» DESCRIPTION OF THE TASK
Set down the line that contains "Please drop a marker on the ant" and every line after it to the end of the entries, exactly as they stand and nothing more.

Content starts

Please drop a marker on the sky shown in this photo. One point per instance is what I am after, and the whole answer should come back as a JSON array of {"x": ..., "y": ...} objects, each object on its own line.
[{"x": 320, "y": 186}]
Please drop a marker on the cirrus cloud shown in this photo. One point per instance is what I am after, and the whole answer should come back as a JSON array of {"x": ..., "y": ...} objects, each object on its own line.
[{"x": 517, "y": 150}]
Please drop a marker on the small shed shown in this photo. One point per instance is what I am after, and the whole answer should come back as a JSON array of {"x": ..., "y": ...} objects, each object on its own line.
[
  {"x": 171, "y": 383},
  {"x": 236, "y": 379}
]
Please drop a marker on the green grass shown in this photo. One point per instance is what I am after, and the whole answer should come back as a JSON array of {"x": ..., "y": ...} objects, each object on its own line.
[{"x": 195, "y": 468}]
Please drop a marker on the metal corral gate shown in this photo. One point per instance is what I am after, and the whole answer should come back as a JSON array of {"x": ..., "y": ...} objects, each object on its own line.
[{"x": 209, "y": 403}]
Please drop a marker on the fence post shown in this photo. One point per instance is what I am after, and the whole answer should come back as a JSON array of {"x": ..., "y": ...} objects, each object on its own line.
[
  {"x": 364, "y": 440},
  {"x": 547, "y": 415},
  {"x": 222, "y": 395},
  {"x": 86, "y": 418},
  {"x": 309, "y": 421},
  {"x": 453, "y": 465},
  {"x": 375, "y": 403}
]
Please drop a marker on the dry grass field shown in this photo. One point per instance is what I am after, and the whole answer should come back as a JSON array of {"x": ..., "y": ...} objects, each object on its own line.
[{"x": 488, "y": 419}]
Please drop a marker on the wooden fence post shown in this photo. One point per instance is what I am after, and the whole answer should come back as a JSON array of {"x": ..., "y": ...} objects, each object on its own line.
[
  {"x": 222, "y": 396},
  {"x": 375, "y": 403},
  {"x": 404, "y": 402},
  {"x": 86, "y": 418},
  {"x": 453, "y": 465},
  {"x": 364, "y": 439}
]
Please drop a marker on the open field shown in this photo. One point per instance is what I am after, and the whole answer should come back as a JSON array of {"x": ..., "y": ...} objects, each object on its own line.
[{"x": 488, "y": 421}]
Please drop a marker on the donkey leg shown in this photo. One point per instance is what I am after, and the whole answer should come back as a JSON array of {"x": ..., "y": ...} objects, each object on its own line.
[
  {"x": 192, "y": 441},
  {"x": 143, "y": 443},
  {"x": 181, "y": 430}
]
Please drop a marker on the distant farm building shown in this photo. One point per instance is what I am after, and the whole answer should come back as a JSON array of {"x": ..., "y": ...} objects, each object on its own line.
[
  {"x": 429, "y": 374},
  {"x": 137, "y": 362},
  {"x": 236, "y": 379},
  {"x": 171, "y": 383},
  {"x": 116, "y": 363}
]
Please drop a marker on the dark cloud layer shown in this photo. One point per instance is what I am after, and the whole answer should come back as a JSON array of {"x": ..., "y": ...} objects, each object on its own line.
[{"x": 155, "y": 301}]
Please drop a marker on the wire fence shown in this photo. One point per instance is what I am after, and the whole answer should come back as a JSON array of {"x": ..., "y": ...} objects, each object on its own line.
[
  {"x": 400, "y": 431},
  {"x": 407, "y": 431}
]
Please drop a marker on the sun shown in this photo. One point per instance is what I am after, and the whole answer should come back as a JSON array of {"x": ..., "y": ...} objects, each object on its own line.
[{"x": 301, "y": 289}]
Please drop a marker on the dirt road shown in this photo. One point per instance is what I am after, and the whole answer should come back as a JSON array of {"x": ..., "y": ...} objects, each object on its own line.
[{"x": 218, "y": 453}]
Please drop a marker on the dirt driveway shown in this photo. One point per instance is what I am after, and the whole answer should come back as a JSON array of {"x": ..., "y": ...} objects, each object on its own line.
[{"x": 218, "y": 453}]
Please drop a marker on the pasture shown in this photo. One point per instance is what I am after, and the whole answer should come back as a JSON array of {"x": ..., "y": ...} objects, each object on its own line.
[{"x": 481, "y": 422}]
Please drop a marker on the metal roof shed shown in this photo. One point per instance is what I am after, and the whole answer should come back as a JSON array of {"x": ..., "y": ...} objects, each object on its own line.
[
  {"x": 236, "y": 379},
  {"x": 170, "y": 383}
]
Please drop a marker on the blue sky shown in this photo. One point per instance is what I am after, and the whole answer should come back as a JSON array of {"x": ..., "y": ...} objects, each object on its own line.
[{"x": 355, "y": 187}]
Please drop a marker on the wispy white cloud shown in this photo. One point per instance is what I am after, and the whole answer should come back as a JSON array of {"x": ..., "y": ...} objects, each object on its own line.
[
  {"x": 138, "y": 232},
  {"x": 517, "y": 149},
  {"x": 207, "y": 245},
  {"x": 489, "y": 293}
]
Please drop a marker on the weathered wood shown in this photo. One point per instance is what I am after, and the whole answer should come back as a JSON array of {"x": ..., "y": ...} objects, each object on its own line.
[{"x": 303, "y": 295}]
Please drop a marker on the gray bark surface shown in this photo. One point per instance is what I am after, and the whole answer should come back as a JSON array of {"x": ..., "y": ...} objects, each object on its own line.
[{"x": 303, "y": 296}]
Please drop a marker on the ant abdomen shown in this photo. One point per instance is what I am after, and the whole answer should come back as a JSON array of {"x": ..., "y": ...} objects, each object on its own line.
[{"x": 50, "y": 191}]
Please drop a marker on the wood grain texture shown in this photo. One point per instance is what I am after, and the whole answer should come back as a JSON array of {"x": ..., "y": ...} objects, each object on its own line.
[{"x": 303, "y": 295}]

Content ends

» OUTPUT FOR THIS TASK
Please drop a marker on the ant abdomen shown in this photo. One point per instance is what I am after, and the whole answer should come back as a JSON array of {"x": ..., "y": ...} objects, each object on its own line.
[{"x": 50, "y": 191}]
Please drop a marker on the wood grain texture shown in this photo. One point per instance is what I am after, and the whole answer should come back as a JSON array of {"x": ..., "y": ...} objects, each object on its own line.
[{"x": 303, "y": 295}]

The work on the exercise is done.